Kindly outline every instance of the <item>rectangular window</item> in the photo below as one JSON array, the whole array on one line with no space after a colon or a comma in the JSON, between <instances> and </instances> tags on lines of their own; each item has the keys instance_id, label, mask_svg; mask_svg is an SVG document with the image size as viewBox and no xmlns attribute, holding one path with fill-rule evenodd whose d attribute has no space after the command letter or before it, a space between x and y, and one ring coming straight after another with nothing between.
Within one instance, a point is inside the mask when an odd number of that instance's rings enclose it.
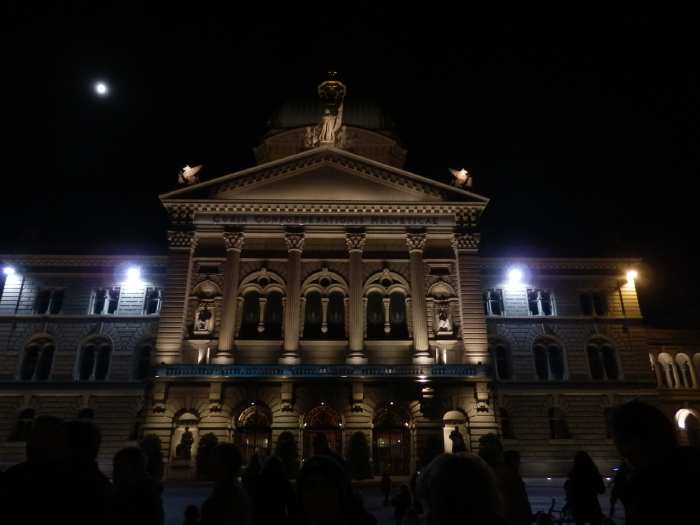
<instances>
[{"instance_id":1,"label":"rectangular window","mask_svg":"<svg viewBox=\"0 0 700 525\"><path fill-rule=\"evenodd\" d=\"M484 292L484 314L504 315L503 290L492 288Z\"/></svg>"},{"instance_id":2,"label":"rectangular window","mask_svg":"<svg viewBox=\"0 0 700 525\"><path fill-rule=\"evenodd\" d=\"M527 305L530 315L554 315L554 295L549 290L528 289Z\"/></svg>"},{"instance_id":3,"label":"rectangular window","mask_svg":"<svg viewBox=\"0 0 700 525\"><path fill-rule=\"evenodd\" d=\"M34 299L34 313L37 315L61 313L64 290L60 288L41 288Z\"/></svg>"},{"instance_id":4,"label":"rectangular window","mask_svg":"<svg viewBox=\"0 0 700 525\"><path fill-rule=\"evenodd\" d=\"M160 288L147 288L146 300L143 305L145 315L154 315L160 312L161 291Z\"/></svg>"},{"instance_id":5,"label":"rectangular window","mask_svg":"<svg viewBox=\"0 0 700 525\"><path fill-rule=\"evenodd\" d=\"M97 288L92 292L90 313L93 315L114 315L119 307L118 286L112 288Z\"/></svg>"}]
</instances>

________________________________________

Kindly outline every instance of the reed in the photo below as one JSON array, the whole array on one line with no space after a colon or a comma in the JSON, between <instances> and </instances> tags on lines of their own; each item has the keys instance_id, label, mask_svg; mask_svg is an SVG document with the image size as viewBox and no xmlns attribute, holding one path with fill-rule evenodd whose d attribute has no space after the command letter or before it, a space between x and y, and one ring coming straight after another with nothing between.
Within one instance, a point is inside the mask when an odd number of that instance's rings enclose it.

________________________________________

* _WRITTEN PROBLEM_: Please list each line of the material above that contains the string "array".

* _RESPONSE TO THE TASK_:
Kindly outline every instance of the <item>rectangular window</item> in the photo below as one JSON array, the whole array on one line with no space after a colon or a comma in the JSON, between <instances> and </instances> tags on lines of their own; each item has the keys instance_id, label, mask_svg; mask_svg is an SVG document with the image size as viewBox and no xmlns attribute, holding one path with fill-rule evenodd whose d attribute has no space after the command letter or before it, a space between x and y, and one ring coming straight after another with nothing between.
Kindly outline every instance of the reed in the photo below as one JSON array, the whole array on one line with no space after a colon or a comma in the JSON, between <instances> and </instances> tags on lines of their own; each item has the keys instance_id, label, mask_svg; mask_svg is an SVG document with the image size as viewBox and no xmlns attribute, holding one path with fill-rule evenodd whose d attribute has no space after the command letter or before it, a space between x and y, and one ring coming straight after another with nothing between.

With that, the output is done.